**Recorded data**
((
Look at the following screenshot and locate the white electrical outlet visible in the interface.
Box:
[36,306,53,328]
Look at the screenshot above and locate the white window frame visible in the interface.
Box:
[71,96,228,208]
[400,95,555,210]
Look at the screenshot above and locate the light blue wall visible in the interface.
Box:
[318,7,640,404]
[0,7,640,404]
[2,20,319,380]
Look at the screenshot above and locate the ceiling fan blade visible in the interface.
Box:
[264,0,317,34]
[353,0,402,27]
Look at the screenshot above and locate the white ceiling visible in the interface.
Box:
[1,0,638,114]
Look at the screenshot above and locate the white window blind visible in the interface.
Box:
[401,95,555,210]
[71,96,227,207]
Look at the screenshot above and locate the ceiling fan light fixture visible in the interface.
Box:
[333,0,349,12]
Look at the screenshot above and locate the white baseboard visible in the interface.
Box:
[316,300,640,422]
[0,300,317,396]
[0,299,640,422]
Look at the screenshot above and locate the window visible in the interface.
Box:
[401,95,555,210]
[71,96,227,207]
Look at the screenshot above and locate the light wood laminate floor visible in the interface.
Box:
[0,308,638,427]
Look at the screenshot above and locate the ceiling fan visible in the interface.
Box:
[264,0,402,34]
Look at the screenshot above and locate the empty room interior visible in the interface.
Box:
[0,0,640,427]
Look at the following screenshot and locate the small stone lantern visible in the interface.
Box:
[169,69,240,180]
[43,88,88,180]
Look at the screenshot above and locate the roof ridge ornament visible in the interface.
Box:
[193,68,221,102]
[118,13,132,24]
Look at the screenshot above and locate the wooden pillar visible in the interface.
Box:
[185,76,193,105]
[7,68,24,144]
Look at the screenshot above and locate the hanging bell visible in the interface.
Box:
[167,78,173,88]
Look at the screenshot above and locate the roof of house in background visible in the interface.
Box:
))
**WHAT THE EXERCISE ASKS**
Quote, without alteration, the final stretch of the entries: the line with "Look at the screenshot above and locate the white baseboard" onward to the last line.

**TASK RESPONSE**
Look at the screenshot above and locate the white baseboard visible in the interface.
Box:
[316,300,640,422]
[0,300,317,396]
[0,299,640,422]
Look at the screenshot above and locate the window visible in the interface.
Box:
[401,95,555,210]
[71,96,227,207]
Look at the screenshot above and locate the light wood laminate floor visible in the interface.
Box:
[0,308,638,427]
Look at the screenshot above and locate the ceiling fan visible in the interface.
Box:
[264,0,402,34]
Look at the screenshot above and locate the empty room interior visible in the interface.
Box:
[0,0,640,427]
Look at the following screenshot and locate the small stone lantern visible in the interface.
Box:
[169,69,240,180]
[43,88,88,180]
Look at the screenshot above and locate the roof ridge ornament visible in the interface.
Box:
[193,68,221,102]
[118,13,132,24]
Look at the screenshot above and locate the wooden pillar visible in the interface.
Box:
[185,76,193,105]
[7,68,24,144]
Look at the screenshot above and locate the hanging bell visible in the interface.
Box:
[167,78,173,88]
Look at the screenshot above and locate the roof of house in background visible in the interface.
Box:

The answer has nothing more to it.